— BEGIN Passage given —

Posted by: sbbrown64 | April 6, 2018

Tax Court Limits IRS’s Time to Assess Unreported Income from Undisclosed Foreign Accounts by Sandra R. Brown

 

Generally, when a taxpayer files a tax return, the federal tax laws afford the Internal Revenue Service (“IRS”) with a limit of only three-years within which it must act to examine and assess additional taxes and penalties on any unreported income. While the Internal Revenue Code provides various exceptions to this three-year limit[i], on January 2, 2018, the Tax Court in Rafizadeh v. Commissioner[ii], not only narrowed one of those exceptions, but did so in the context of the IRS’s ability to assess tax on unreported income derived from an undisclosed foreign bank account.

In February 2009, the United States entered into a deferred prosecution agreement with Switzerland’s largest bank, UBS AG, in connection with the bank’s facilitation of the creation and use of non-disclosed foreign bank accounts by U.S. taxpayers. The agreement was unprecedented and resulted in the IRS obtaining secret bank account information on tens of thousands of U.S. taxpayers.

— END Passage given —

Problem statement = Copy the portion of the Tax Court article from "In February 2009, the" to "of U.S. taxpayers." word for word. Use only the article on the Tax Court ruling to respond.

— BEGIN Data shown —

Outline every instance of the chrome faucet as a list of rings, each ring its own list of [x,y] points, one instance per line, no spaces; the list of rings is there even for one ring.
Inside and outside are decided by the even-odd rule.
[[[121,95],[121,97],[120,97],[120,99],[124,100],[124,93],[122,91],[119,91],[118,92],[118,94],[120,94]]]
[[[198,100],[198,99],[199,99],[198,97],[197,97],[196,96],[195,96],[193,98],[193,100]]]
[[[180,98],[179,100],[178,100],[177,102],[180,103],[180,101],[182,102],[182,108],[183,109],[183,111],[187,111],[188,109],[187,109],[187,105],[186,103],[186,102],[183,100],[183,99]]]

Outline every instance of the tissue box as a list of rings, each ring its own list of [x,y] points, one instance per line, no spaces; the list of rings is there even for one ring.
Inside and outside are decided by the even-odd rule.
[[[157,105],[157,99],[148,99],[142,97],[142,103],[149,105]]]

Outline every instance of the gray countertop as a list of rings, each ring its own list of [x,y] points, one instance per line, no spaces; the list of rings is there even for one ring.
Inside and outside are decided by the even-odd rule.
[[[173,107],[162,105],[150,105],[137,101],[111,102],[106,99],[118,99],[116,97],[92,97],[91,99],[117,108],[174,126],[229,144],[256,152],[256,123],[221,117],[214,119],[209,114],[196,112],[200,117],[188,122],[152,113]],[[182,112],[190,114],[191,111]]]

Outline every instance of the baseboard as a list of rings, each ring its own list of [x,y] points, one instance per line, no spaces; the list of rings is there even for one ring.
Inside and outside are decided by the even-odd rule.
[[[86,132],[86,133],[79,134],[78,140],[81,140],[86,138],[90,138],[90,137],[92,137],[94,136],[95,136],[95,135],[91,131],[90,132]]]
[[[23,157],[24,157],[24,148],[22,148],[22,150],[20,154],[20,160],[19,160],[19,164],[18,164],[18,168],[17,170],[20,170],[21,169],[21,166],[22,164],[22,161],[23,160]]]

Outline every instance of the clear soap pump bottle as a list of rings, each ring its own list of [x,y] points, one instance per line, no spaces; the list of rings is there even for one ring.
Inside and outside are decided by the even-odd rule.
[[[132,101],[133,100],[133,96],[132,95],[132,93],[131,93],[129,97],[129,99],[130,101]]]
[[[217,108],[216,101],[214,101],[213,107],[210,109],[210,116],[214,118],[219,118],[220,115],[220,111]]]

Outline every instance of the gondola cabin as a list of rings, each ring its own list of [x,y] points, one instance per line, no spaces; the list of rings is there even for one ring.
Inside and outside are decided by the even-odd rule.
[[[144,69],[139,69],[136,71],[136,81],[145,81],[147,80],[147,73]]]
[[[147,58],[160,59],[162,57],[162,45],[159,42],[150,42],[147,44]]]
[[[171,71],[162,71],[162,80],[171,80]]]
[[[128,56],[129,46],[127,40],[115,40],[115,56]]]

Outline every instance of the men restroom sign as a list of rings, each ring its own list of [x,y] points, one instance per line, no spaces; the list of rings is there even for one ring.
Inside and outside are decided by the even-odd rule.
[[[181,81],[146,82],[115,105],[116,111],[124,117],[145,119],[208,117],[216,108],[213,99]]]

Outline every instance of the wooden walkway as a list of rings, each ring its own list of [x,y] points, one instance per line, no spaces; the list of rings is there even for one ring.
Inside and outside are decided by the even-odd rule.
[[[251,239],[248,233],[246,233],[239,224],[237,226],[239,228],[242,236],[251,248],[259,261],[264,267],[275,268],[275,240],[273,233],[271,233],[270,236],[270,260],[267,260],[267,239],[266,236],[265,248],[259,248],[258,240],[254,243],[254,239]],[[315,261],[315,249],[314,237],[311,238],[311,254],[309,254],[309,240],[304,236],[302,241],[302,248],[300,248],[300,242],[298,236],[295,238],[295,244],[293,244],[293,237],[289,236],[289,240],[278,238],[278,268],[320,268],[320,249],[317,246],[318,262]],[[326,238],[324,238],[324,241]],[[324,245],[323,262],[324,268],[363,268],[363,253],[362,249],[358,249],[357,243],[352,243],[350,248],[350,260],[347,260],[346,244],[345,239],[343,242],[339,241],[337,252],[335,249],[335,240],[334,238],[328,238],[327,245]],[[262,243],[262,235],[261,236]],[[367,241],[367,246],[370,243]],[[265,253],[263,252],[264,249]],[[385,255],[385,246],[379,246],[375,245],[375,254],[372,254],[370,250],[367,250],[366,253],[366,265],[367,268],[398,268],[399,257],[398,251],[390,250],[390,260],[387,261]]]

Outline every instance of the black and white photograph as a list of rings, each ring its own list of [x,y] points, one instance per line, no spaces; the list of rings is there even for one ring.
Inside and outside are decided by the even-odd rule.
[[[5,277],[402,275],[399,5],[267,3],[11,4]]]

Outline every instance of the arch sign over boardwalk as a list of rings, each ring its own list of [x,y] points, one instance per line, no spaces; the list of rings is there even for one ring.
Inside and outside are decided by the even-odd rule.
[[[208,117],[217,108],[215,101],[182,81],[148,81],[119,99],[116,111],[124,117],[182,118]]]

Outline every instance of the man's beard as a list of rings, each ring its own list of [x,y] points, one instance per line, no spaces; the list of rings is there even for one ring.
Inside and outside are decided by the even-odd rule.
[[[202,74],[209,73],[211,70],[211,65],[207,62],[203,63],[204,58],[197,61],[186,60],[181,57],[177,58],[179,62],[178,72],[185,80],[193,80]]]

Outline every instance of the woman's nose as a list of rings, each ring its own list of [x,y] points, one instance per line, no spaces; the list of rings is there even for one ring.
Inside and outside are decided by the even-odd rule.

— END Data shown —

Written solution =
In February 2009, the United States entered into a deferred prosecution agreement with Switzerland’s largest bank, UBS AG, in connection with the bank’s facilitation of the creation and use of non-disclosed foreign bank accounts by U.S. taxpayers. The agreement was unprecedented and resulted in the IRS obtaining secret bank account information on tens of thousands of U.S. taxpayers.